Required work: Copy out word for word the part of the article on presentations during uncertain economic times below that begins with the words containing "In order to" and ends with "in today's marketplace.".

━━━ Excerpted text

Magazine article Business Credit

How to Make Presentations during Uncertain Economic Times. (Personal Outlook)

Magazine article Business Credit

How to Make Presentations during Uncertain Economic Times. (Personal Outlook)

Article excerpt

Regardless of your profession, whether you are a sales associate, marketing guru, attorney or CEO, you give presentations in various capacities. You may speak to a small group of co-workers at a staff meeting; you may address team members during a strategy meeting; or you may attempt to persuade a corporate client to hire you. Whether formal or informal, presentations are a way of life for all professionals.

While your ability to speak effectively to groups is always a critical component of success, it takes on added significance when the economy is tight. A CEO who seeks to motivate employees may find it significantly more difficult if potential layoffs loom in the background. Less available corporate funds mean fewer sales presentations for the marketing company that easily prospered during "good" times. Finding customers for your products or services becomes more difficult as budgets are tightened and discretionary money disappears. In a phrase, tougher financial times translate into tougher audiences.

In order to thrive in a tight market, you need to make the most of each presentation opportunity. The message you present to customers, co-workers, board members and colleagues must impact them in a way that transcends their financial apprehensions and persuades them to do business with you and your organization. Below are some ways to make your next presentation one that stands out in today's marketplace.

Take advantage of every speaking opportunity

The moment you rise to speak, you assume a position of leadership; and the more you speak, the more credibility you will gain. If there's a message you want your employees to hear, don't send it in an e-mail or have a representative make the announcement for you. Even if the news is not good, use the meeting as an opportunity to stress the positive aspects of the event. Likewise, if a customer wants a bid on a project, don't fax one to your contact. Instead, present your quote verbally and in person. While your bid may not be the winning one, the presentation you give will stand out in the client's mind and make you a natural choice for future business. Those who separate themselves from the crowd and keep themselves in constant view will rise to the top and succeed.

━━━━━━
━━━ Provided data

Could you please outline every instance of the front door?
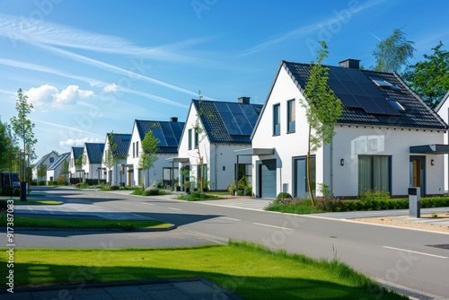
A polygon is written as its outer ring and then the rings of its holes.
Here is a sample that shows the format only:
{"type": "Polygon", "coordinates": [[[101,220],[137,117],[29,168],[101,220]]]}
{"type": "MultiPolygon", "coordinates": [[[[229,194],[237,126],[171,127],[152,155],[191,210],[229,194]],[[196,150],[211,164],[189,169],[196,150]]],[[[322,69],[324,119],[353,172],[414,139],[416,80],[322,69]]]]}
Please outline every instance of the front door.
{"type": "Polygon", "coordinates": [[[426,195],[426,156],[410,156],[410,187],[421,188],[421,197],[426,195]]]}

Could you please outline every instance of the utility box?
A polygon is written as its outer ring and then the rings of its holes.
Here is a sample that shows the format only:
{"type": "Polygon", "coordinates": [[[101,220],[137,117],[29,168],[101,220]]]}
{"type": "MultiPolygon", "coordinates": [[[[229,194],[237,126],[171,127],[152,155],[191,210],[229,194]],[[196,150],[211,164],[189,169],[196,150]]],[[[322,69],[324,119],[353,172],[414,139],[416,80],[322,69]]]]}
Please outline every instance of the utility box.
{"type": "Polygon", "coordinates": [[[421,217],[421,188],[409,188],[409,216],[421,217]]]}

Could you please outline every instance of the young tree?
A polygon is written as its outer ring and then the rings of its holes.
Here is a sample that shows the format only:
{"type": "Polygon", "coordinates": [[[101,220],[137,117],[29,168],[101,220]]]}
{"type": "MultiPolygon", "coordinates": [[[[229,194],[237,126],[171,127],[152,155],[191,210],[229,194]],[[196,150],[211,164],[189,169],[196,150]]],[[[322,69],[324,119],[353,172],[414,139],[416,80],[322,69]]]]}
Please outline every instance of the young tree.
{"type": "Polygon", "coordinates": [[[406,34],[400,29],[393,30],[392,35],[381,40],[373,55],[375,57],[374,71],[399,73],[413,57],[414,41],[407,40],[406,34]]]}
{"type": "Polygon", "coordinates": [[[150,129],[145,135],[142,140],[142,154],[139,158],[139,169],[144,170],[144,181],[142,182],[142,188],[145,190],[145,182],[146,180],[146,170],[151,169],[154,166],[154,162],[157,161],[156,152],[157,144],[159,144],[160,139],[154,137],[153,131],[150,129]]]}
{"type": "Polygon", "coordinates": [[[449,91],[449,52],[443,43],[433,48],[434,53],[424,55],[424,61],[409,66],[404,74],[409,86],[432,109],[449,91]]]}
{"type": "Polygon", "coordinates": [[[38,167],[38,180],[42,181],[42,177],[47,176],[47,166],[40,163],[38,167]]]}
{"type": "MultiPolygon", "coordinates": [[[[22,93],[22,89],[19,89],[17,91],[17,100],[15,103],[17,116],[11,118],[11,124],[13,125],[14,133],[17,137],[22,138],[23,142],[23,151],[28,154],[28,160],[36,156],[34,153],[34,145],[38,142],[38,140],[34,138],[34,133],[32,131],[34,123],[28,119],[28,115],[31,112],[32,108],[32,104],[28,103],[28,97],[22,93]]],[[[26,165],[27,159],[24,156],[22,182],[25,181],[24,176],[27,173],[26,165]]]]}
{"type": "Polygon", "coordinates": [[[334,126],[343,112],[343,104],[328,86],[329,67],[322,66],[328,56],[328,46],[320,42],[316,63],[312,63],[310,75],[304,89],[304,99],[300,100],[305,110],[309,124],[307,150],[307,186],[312,204],[314,206],[310,172],[310,154],[329,144],[334,136],[334,126]]]}
{"type": "Polygon", "coordinates": [[[106,150],[103,157],[103,164],[108,169],[108,174],[110,177],[110,182],[111,182],[112,177],[112,168],[119,162],[119,157],[115,154],[117,150],[117,144],[114,143],[114,132],[112,131],[108,135],[109,147],[106,150]]]}

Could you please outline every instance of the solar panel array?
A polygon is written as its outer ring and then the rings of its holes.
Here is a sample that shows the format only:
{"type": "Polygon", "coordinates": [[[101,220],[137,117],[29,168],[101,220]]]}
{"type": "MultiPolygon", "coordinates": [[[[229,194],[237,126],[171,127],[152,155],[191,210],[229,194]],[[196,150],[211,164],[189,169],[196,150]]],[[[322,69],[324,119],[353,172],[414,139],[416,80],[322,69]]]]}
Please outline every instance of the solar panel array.
{"type": "Polygon", "coordinates": [[[216,110],[230,136],[251,136],[259,113],[251,104],[216,102],[216,110]]]}
{"type": "Polygon", "coordinates": [[[373,114],[401,115],[358,69],[330,66],[328,84],[346,107],[360,108],[373,114]]]}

━━━━━━

Reply:
In order to thrive in a tight market, you need to make the most of each presentation opportunity. The message you present to customers, co-workers, board members and colleagues must impact them in a way that transcends their financial apprehensions and persuades them to do business with you and your organization. Below are some ways to make your next presentation one that stands out in today's marketplace.